══ FRAGMENTO SELECCIONADO ══
Por eso, os ruego con toda mi alma que no dejéis de hablar del sacramento de la Confesión. No tengáis miedo, no guardéis respetos humanos. Las almas están esperando vuestra ayuda. E igualmente no tengáis miedo para hablar de la Eucaristía. Desde hace veinte siglos Jesucristo nos está esperando a cada uno con el mismo amor que cuando vino aquí a la tierra y con el mismo amor que pensó en nosotros antes de la creación. Por el Bautismo, nos hemos librado del pecado original, pero todos tenemos conciencia de nuestra debilidad personal y de alguna manera podemos ofender al Señor. Y, sin embargo, Dios no es como los hombres, que guardan las ofensas en la memoria. Dios, si acudimos a Él, nos perdona, nos abraza y nos dice de nuevo: adelante, adelante; y quiere que, como en la parábola del hijo pródigo, participemos de sus tesoros y de sus riquezas.
Hemos escuchado después las palabras de Pablo: el amor de Cristo nos apremia (2 Cor 5, 14 ). Que sí, que es verdad, que Cristo te está amando, me está amando, con toda su infinitud. Y amor, lo sabéis perfectamente, con amor se paga. Por eso, el queridísimo don Álvaro, no solamente buscaba tener una vida de piedad intensa, sino que acudía a los sacramentos con puntualidad, procurando de verdad sacar el fruto necesario de esa gracia que nos llega a través de esos medios sobrenaturales, que son como las huellas de Jesucristo en la tierra.
═══
**EJERCICIOS PROPUESTOS**
- a) Según el fragmento sobre la Confesión, ¿qué hace Dios si acudimos a Él?
- b) Continúa el fragmento sobre la Confesión a partir de su última oración.
Los datos no son necesarios para trabajar con el fragmento.
══ REGISTROS DE DATOS ══
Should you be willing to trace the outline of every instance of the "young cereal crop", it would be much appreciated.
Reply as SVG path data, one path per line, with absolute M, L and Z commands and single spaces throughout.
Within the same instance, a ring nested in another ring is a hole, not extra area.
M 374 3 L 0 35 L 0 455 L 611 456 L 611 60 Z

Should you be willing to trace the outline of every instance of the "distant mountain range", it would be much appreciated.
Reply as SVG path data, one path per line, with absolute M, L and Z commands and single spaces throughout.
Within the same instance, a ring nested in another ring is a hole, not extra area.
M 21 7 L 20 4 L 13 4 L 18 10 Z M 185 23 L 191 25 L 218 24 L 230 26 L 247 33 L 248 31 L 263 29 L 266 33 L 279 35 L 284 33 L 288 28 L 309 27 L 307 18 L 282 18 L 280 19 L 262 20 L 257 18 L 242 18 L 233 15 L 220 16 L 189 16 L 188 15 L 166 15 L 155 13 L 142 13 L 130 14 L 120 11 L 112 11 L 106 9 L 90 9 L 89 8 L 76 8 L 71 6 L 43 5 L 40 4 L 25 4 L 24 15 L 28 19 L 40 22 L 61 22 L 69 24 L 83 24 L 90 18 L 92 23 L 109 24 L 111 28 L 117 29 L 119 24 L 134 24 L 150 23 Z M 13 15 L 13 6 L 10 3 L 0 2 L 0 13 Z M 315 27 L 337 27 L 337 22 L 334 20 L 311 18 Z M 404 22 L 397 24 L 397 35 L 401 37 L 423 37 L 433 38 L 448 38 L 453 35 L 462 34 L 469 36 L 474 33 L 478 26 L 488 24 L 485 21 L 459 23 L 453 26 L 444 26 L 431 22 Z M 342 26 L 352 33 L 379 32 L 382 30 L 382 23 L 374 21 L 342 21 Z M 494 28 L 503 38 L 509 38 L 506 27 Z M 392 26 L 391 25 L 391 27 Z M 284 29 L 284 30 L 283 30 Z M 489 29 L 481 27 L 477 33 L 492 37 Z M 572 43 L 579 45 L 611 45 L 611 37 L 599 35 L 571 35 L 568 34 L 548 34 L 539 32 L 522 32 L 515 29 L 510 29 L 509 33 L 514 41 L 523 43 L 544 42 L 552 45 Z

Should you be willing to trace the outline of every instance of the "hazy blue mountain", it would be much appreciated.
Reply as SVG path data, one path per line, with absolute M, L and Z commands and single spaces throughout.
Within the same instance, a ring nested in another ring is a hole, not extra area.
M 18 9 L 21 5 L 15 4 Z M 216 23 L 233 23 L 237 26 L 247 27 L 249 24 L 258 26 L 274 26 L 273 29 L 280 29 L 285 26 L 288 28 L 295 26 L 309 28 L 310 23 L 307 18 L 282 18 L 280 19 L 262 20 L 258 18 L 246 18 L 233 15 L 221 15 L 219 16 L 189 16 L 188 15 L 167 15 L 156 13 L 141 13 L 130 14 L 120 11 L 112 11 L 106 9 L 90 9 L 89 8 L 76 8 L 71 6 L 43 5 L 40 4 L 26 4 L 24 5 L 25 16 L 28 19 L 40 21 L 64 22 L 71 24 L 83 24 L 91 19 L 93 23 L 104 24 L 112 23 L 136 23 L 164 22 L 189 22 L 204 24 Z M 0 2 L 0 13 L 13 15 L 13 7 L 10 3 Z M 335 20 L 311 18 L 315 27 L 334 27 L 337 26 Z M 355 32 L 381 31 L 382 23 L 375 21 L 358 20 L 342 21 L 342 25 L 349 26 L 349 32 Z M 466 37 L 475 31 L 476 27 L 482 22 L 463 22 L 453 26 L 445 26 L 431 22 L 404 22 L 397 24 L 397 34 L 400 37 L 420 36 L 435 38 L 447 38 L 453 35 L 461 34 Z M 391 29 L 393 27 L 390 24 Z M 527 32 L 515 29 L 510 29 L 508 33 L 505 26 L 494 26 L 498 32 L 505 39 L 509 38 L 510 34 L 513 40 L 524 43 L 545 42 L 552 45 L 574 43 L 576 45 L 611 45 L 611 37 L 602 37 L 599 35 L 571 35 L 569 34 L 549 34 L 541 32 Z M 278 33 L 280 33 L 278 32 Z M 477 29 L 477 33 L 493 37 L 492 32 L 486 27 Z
═══
**SOLUCIONES**
- a) Nos perdona, nos abraza y nos dice de nuevo: adelante, adelante.

- b)
Antes de terminar quiero recordaros lo que hemos oído: Tú eres sal, tú eres luz (cfr. Mt 5, 13-14). Acudamos al Señor pidiéndole que nos dé la luz y la sal para acompañar a Francisco, el Papa, de manera que se sienta sostenido diariamente por nuestra oración y por nuestra mortificación. Cuesta poco. Yo pienso que el amor, el cariño, la filiación, llevan consigo el sacrificio gustoso y voluntario. En estos momentos de la historia, hacemos insistentemente nuestra oración personal al Cielo para pedir por la paz del mundo. Os ruego, hijos míos, hermanos míos, que no escuchéis las noticias como quien oye una cosa nueva. Pidamos por todos los lugares donde sufren, por todos los lugares donde la gente por su fe está sufriendo una seria persecución. Por eso, recemos para que en la humanidad se extienda la red de tu oración, de mi oración y nuestra mortificación y finalmente acudiendo a Nuestra Señora la Virgen de Torreciudad.
Hay una fotografía muy significativa de san Josemaría mirando, con gran agradecimiento, la imagen que está en el retablo, esa imagen a través de cuya intercesión el Señor quiso curarle de una enfermedad grave cuando era niño. Pues miremos a Nuestra Señora y pidámosle que a todos —y ahora concretamente a Nacho y a Luisra— nos haga vivir con alma sacerdotal, porque cada uno puede ser sacerdote de su propia existencia. Que nos haga buenos y fieles, como san Josemaría y el próximo beato Álvaro del Portillo. Que penséis con realidad y pidáis ayuda a la Virgen: la Iglesia está en mis manos, en mi vida, en mi fe, en mi lealtad. Que Dios os bendiga. Y felicito de todo corazón a los padres y hermanos de los dos nuevos sacerdotes. El Señor ha pasado por vuestras familias con esta bendición especial.
Romana, n. 59, julio-diciembre 2014, p. 292-295.